◆ EXERCISE
Reproduce all of the data below without alteration; exclude every picture.

------ SOURCE DATA ------

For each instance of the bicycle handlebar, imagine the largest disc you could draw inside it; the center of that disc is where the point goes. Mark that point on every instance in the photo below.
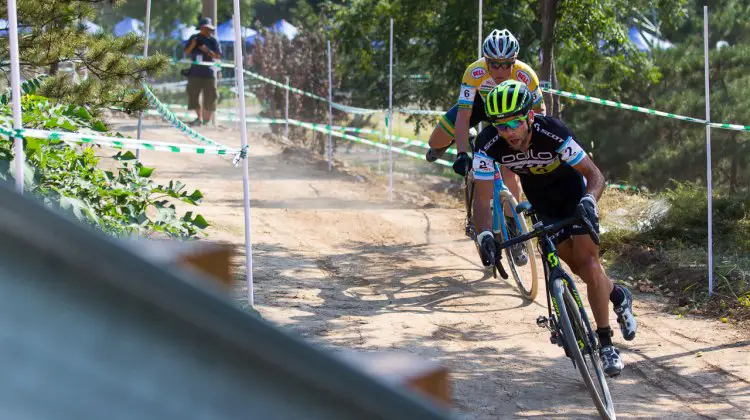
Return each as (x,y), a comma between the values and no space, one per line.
(552,228)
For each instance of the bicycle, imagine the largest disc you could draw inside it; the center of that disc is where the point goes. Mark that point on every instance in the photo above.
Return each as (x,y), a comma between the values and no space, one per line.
(569,329)
(504,203)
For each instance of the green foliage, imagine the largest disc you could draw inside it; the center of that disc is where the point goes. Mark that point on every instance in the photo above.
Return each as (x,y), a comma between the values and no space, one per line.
(277,58)
(653,151)
(120,202)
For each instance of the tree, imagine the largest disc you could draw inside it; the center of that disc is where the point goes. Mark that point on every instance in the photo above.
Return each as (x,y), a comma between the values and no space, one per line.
(53,34)
(305,62)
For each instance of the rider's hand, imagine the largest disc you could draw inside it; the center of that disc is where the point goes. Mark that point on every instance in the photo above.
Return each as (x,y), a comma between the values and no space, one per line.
(486,241)
(592,209)
(462,164)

------

◆ EXPECTED ANSWER
For each instance of the bicycle handlebar, imagine the largest disc you could draw inside it; the center of that disc is where the point goes. Mark that point on every instance in the photo below.
Return each as (x,y), a comma between the values and no space, one per line.
(552,228)
For each instance of the bicycle, imagine the largest disc you could draw inside it; the center of that disc is where the point goes. Mark that point on every instance in the photo above.
Return each as (x,y), a comma between the values and no space, one per line.
(569,329)
(504,203)
For each instance of the green foliage, imagine the largest disc you could draw inside it; the center of that disc is where the point goes. Mark that point on every instance in the photo above.
Return each as (x,y), a comma between the values and no space, one per line.
(277,58)
(653,151)
(120,202)
For each instance of the tree, imagine the largest disc you could draw inside it; the center of that disc is where the point goes. Mark that point on every instance in the photo above.
Return each as (x,y), a comma between the values and no space, one per line.
(53,34)
(305,62)
For each instance of the rider's hand, imagine the largest disc you could draw inside it; the center of that disc is where the point goes. Mark that point on every instance in the photo above.
Return each as (x,y), a comma between the values and no space, one per line.
(486,241)
(592,209)
(462,164)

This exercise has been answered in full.